The kernel maintains PMTU information in its internal data structures. To inspect these:


# View IPv4 PMTU cache (requires root)
cat /proc/net/ipv4_route

# For IPv6:
cat /proc/net/ipv6_route

For specific destination debugging, combine with grep:


cat /proc/net/ipv4_route | grep 212.58.244.69
  1. First verify PMTU discovery is working:
    
    ping -M do -s 1472 example.com  # Adjust size based on expected MTU
    
  2. Check the current cached value:
    
    ip route get to example.com | grep mtu
    
  3. If needed, flush the PMTU cache:
    
    ip route flush cache
    

When standard tools don't show the expected PMTU, consider:


# Using tracepath which shows MTU per hop
tracepath -n 212.58.244.69

# Using tcpdump to observe PMTU discovery in action
tcpdump -n -i eth0 "icmp and icmp[0] == 3 and icmp[1] == 4"

These sysctl settings control PMTU behavior:


# View current settings
sysctl net.ipv4.ip_no_pmtu_disc
sysctl net.ipv4.route.mtu_expires

# Temporary modification
sysctl -w net.ipv4.route.mtu_expires=600

▶ _INFORMATION PROVIDED_
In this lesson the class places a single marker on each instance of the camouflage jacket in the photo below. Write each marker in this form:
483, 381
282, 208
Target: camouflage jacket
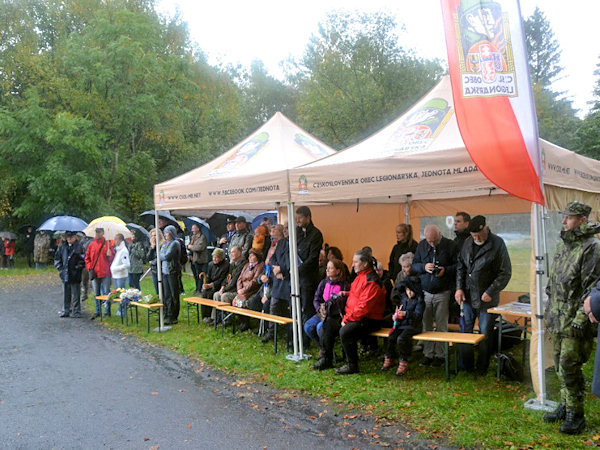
575, 271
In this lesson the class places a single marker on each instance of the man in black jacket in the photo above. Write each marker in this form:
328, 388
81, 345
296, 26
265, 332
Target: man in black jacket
483, 270
69, 261
310, 242
435, 263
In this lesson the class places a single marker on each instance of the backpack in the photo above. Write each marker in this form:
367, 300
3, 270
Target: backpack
183, 259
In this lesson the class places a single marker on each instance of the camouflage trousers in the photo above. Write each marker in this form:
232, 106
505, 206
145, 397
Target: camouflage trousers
569, 355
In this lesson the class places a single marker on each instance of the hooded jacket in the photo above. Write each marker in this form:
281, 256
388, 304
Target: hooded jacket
119, 268
488, 271
574, 272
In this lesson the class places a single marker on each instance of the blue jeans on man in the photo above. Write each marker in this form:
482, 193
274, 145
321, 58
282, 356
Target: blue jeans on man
486, 327
101, 286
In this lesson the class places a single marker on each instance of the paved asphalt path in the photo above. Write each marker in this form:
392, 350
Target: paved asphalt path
70, 383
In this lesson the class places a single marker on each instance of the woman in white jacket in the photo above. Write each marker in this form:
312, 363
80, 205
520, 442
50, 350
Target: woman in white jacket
119, 269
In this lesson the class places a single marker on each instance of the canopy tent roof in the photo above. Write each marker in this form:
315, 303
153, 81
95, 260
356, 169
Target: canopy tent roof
421, 155
251, 175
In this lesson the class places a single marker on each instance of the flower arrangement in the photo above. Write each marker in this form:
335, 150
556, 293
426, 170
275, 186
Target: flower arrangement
131, 295
149, 299
115, 293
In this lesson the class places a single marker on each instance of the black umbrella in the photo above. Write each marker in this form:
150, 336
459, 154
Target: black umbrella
8, 235
23, 228
148, 217
139, 230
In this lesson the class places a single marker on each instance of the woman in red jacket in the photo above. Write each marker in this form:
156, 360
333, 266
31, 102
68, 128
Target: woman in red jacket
364, 308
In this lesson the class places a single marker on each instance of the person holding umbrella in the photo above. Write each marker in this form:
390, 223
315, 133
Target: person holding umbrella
28, 239
41, 248
98, 258
69, 261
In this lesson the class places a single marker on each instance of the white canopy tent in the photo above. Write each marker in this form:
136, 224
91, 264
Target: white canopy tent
420, 158
252, 175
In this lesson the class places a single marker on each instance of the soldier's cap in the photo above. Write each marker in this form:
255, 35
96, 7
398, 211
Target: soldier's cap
577, 209
476, 224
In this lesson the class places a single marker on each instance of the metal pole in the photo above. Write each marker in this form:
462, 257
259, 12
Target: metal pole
159, 275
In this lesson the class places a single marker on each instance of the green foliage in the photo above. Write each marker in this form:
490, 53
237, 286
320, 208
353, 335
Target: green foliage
355, 77
543, 49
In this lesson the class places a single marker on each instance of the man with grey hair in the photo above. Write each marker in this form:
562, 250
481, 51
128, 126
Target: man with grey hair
435, 263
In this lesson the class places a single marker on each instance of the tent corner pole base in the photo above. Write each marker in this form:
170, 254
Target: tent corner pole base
535, 404
298, 358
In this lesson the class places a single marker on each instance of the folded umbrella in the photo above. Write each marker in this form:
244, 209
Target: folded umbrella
139, 230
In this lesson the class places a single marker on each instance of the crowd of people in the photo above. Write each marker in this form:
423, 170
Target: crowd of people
428, 285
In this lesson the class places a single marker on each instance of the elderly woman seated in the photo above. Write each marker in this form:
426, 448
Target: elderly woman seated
214, 278
248, 284
364, 308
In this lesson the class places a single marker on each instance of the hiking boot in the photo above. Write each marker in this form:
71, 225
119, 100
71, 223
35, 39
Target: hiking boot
347, 369
426, 362
402, 368
387, 363
322, 364
558, 414
574, 423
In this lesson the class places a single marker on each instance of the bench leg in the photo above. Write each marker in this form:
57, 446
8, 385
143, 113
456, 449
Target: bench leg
447, 362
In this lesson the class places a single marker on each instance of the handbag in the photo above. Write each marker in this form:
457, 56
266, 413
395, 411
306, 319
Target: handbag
93, 274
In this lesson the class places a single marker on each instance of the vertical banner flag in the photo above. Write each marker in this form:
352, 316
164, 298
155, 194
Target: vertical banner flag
494, 106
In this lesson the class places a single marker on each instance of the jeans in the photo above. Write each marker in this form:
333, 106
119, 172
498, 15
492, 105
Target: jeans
134, 280
310, 328
101, 286
351, 333
486, 327
71, 291
436, 309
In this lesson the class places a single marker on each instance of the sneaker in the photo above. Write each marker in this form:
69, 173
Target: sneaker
347, 369
402, 367
438, 362
387, 363
426, 362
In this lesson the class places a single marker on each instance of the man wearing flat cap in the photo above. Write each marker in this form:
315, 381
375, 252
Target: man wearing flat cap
242, 237
483, 270
69, 261
573, 274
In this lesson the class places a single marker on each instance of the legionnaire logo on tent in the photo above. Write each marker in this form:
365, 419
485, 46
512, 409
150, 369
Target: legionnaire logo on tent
242, 155
420, 127
485, 50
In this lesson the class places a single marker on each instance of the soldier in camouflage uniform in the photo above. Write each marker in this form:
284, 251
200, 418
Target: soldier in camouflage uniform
575, 271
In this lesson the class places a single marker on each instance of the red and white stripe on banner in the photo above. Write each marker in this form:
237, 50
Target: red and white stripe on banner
493, 100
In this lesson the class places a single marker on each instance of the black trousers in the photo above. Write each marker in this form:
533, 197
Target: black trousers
329, 333
350, 335
171, 293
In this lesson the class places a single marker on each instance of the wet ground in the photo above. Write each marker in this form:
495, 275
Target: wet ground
71, 383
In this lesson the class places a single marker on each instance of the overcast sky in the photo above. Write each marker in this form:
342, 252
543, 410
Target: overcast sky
240, 31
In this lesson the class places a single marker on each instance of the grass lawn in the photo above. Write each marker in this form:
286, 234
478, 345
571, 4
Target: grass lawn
464, 412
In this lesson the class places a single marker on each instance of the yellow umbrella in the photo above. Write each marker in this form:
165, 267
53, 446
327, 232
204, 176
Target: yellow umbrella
110, 229
107, 219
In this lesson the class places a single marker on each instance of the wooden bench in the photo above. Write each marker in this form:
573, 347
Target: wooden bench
104, 298
277, 320
197, 302
449, 338
153, 308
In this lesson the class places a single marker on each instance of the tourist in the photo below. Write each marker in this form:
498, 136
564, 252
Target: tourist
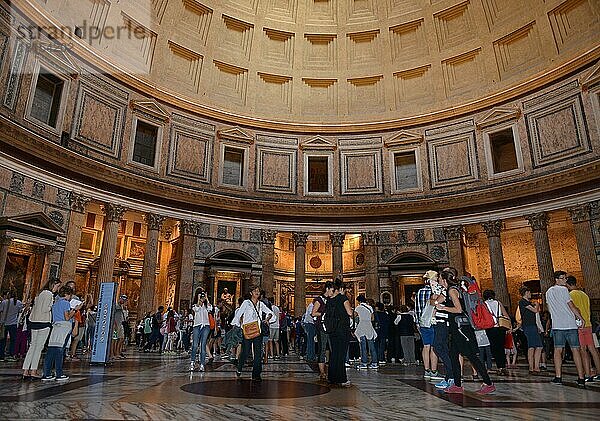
308, 323
251, 311
406, 330
461, 336
337, 325
319, 309
566, 320
441, 331
9, 316
427, 332
62, 313
382, 328
365, 333
586, 339
201, 306
273, 344
118, 318
529, 312
496, 334
40, 322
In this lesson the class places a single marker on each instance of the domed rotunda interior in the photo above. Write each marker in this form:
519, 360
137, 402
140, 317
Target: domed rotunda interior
167, 146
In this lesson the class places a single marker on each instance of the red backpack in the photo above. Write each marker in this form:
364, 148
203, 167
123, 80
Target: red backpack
476, 309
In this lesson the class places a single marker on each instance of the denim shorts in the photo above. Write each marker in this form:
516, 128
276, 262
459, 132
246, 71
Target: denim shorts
427, 335
562, 336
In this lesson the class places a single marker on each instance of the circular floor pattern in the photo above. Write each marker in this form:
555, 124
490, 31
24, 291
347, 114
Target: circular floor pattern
267, 389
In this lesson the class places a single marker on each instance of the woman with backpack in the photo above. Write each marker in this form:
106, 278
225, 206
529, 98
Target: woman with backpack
462, 340
337, 325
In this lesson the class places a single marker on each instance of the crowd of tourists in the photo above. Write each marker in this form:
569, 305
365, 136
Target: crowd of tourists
449, 324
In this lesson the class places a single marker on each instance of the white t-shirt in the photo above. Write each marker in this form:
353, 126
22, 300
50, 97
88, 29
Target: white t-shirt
558, 298
275, 318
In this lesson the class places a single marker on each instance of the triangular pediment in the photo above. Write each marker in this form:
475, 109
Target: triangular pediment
498, 115
404, 137
592, 77
318, 143
151, 108
235, 134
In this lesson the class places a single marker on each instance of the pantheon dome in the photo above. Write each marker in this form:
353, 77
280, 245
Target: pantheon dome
170, 145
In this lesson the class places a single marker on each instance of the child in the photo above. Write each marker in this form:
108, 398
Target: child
61, 328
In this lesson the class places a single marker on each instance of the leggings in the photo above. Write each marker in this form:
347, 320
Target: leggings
463, 342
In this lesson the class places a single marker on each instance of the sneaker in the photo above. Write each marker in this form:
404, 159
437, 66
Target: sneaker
444, 384
454, 389
557, 381
435, 375
486, 389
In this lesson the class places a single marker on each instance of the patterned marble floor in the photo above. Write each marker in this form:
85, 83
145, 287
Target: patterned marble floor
153, 387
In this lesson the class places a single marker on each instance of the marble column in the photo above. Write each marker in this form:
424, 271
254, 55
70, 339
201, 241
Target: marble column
370, 240
454, 235
492, 230
300, 239
4, 245
76, 223
337, 246
188, 230
580, 216
113, 214
539, 226
268, 238
148, 281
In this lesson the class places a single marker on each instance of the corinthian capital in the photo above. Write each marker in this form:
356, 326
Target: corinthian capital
268, 236
78, 202
113, 212
492, 228
300, 238
454, 232
154, 221
580, 213
337, 238
370, 238
538, 221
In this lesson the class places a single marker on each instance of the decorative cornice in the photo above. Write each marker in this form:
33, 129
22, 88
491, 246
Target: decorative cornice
337, 238
538, 221
370, 238
154, 221
454, 233
580, 213
78, 202
300, 238
492, 228
268, 236
113, 212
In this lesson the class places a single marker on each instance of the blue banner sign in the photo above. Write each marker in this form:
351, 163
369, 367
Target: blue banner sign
104, 330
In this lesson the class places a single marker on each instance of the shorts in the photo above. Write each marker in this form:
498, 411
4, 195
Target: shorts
274, 334
586, 337
534, 340
120, 331
561, 337
427, 335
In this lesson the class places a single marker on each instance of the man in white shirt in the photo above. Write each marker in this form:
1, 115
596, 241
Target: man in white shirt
566, 319
252, 310
273, 344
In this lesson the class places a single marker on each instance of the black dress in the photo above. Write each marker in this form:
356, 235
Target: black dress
338, 340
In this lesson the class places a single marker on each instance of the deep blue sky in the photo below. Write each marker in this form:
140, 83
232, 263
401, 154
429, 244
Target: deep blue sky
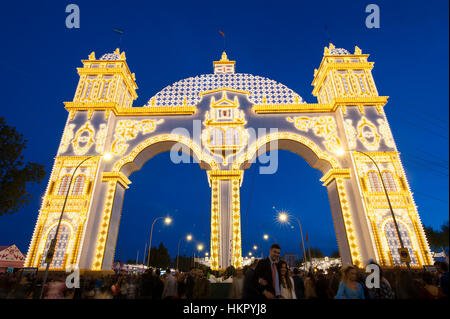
282, 40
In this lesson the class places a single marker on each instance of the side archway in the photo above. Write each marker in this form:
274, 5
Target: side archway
336, 179
117, 182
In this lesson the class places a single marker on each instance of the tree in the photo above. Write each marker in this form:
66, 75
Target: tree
437, 239
14, 173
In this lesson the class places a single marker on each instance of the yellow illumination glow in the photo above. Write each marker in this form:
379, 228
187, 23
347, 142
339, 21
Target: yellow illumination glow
340, 152
107, 156
283, 217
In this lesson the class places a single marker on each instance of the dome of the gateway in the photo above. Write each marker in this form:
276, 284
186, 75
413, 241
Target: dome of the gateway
259, 88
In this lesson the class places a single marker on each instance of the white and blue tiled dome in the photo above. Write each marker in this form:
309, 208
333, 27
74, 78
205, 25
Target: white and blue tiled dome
259, 87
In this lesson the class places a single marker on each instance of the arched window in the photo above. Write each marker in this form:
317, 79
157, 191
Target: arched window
236, 137
375, 184
64, 186
217, 137
60, 249
394, 243
389, 182
78, 185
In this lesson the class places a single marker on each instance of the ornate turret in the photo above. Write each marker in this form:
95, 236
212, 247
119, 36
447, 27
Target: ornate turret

▶ _WORK TO DO_
(1) Name every distinct command-line program that the PMTU excerpt invokes in its command lines.
(2) According to the PMTU excerpt, what makes tracepath useful when standard tools don't show the expected PMTU?
(3) In the PMTU excerpt, what value does the temporary modification assign to net.ipv4.route.mtu_expires?

▶ _SOLUTION SET_
(1) cat, grep, ping, ip, tracepath, tcpdump, sysctl

(2) It shows the MTU for each hop along the path.

(3) 600